WHAT NEEDS TO BE DONE
Retype, without any change, the lines between the one containing "67, row 388." and the one containing "column 565, row 412", including both of those lines.

Data records
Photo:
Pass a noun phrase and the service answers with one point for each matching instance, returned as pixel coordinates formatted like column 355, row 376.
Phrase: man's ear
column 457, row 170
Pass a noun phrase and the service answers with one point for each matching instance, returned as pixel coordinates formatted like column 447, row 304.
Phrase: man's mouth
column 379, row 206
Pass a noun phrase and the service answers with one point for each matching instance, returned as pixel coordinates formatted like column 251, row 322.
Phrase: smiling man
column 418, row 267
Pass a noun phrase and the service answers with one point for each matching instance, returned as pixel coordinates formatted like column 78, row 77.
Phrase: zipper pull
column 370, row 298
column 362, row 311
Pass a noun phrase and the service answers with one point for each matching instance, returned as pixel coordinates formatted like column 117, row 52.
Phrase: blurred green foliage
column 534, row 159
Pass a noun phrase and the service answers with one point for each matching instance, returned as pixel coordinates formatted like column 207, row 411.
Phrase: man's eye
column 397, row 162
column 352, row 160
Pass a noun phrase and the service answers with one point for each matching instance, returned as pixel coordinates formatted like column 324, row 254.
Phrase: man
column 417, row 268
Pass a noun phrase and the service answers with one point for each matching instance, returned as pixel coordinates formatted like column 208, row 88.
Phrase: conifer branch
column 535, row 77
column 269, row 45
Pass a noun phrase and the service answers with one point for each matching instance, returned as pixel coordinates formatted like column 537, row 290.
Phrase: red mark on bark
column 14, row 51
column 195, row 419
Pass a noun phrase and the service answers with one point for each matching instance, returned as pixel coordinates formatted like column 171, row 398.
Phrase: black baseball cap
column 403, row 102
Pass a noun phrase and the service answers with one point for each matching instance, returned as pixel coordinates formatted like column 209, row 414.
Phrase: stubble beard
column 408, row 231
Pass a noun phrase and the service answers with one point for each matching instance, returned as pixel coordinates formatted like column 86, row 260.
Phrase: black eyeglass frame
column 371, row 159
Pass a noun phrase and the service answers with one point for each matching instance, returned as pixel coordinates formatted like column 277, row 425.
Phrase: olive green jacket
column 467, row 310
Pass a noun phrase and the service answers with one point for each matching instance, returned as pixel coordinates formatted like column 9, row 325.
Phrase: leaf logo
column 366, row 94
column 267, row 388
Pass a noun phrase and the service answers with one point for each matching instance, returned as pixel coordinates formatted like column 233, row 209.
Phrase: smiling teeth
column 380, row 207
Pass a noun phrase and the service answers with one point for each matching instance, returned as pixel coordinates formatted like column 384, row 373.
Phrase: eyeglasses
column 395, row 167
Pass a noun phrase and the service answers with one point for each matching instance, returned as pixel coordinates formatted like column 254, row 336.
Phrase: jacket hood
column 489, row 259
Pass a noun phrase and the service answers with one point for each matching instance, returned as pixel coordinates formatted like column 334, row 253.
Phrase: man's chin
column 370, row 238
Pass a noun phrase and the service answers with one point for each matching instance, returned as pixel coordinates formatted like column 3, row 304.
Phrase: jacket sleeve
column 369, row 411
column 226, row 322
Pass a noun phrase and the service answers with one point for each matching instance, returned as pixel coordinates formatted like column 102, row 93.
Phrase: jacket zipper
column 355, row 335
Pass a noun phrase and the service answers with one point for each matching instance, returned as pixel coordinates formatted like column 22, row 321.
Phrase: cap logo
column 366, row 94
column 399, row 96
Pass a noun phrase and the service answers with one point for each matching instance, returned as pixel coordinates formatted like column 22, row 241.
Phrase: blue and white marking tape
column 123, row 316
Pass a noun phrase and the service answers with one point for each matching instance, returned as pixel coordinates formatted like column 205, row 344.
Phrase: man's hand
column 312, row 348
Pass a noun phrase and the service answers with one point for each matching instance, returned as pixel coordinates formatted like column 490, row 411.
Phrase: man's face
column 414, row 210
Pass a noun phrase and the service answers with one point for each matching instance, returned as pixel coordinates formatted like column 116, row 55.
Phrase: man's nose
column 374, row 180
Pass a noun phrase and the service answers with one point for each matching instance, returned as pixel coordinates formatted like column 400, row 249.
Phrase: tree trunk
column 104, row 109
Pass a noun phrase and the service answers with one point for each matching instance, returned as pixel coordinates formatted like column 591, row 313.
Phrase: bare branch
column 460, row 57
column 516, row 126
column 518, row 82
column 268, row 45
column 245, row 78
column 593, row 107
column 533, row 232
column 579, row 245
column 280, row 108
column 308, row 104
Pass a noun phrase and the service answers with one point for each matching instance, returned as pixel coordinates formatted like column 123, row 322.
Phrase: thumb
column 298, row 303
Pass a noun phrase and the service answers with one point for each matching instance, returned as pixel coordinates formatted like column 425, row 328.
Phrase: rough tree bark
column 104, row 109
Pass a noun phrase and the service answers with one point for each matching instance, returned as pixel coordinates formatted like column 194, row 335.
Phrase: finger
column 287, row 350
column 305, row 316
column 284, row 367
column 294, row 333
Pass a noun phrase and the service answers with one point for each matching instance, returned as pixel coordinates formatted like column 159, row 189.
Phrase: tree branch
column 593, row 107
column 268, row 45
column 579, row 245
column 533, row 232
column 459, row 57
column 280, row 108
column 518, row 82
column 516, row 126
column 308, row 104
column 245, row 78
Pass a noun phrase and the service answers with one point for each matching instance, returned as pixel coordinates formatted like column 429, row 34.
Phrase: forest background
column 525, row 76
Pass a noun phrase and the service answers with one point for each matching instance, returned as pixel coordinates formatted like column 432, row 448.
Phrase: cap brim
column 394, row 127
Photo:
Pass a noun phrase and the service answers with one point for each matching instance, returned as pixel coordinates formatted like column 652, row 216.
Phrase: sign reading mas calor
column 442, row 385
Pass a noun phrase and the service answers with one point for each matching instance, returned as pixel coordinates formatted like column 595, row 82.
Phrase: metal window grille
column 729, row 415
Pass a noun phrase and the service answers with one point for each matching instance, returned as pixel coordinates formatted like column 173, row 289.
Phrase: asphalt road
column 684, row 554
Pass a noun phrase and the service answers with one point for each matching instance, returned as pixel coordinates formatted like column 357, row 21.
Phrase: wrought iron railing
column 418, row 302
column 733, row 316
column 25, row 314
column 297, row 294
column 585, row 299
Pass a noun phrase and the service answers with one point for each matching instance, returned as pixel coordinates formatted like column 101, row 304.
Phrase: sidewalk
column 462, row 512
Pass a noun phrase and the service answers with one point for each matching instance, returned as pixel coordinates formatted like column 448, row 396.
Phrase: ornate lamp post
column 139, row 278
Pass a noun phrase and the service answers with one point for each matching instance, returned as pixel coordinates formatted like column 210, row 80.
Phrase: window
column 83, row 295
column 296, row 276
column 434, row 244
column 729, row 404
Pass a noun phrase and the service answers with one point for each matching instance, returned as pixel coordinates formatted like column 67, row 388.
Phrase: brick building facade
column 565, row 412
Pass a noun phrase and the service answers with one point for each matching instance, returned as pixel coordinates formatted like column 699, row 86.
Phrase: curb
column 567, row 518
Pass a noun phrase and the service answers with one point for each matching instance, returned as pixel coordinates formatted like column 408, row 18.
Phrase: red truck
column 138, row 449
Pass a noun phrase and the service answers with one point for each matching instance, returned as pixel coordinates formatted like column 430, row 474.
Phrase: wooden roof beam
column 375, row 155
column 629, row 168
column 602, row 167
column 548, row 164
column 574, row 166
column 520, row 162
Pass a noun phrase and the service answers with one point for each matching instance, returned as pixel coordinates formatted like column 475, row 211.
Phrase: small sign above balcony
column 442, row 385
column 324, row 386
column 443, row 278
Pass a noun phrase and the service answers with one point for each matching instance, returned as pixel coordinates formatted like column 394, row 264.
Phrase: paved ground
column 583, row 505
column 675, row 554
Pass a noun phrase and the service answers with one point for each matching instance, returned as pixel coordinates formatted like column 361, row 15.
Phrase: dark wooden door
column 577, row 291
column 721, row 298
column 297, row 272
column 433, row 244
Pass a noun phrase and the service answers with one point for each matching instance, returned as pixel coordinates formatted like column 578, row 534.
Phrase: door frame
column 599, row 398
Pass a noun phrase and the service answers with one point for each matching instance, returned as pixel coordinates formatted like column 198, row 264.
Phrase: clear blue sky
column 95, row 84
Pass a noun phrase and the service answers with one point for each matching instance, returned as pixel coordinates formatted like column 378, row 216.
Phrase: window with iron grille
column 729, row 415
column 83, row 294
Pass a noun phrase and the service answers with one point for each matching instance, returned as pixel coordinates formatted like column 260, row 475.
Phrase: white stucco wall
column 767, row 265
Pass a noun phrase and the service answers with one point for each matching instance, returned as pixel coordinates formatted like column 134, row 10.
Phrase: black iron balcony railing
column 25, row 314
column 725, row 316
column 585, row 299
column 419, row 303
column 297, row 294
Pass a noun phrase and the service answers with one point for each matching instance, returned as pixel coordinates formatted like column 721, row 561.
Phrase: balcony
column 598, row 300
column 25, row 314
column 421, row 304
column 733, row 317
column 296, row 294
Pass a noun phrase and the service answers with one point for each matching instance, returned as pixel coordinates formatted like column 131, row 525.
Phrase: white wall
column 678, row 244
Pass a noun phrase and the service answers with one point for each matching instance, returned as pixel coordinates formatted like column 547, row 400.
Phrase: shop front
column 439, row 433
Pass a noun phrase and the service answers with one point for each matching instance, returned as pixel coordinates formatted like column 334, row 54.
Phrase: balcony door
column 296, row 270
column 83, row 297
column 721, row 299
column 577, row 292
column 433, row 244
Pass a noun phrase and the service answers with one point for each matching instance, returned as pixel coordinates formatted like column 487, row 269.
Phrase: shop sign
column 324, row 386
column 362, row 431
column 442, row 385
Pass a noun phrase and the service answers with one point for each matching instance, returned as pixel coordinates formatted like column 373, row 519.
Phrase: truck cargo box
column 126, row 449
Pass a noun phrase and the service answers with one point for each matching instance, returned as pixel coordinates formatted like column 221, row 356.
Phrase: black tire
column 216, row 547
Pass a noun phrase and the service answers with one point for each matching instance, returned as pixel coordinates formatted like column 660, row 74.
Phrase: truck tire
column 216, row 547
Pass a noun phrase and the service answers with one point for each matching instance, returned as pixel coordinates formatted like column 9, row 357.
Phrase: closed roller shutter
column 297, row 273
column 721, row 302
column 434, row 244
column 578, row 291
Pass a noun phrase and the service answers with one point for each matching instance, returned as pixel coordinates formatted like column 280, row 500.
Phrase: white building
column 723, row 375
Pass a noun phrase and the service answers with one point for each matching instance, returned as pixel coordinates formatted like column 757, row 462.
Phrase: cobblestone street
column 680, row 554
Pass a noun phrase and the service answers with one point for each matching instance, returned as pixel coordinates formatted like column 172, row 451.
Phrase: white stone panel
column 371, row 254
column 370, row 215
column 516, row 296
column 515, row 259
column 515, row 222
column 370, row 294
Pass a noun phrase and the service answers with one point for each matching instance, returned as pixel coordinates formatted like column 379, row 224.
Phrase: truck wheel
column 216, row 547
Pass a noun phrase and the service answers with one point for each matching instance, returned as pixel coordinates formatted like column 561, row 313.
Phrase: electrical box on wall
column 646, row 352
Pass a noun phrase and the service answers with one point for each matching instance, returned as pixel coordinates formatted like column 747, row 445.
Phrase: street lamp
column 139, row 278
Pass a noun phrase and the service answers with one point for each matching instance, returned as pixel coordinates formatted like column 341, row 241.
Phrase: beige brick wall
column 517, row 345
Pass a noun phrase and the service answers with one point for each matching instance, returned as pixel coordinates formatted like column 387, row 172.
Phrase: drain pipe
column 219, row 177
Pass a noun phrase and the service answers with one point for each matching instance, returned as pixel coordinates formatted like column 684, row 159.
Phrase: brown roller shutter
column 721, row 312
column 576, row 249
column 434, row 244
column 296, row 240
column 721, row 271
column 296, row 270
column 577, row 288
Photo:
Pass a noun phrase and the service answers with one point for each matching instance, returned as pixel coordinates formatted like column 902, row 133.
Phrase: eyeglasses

CORRECT ANSWER
Pass a noun phrase and the service answers with one point for each matching instance, returned as pixel coordinates formatted like column 67, row 388.
Phrase: brick building facade
column 565, row 412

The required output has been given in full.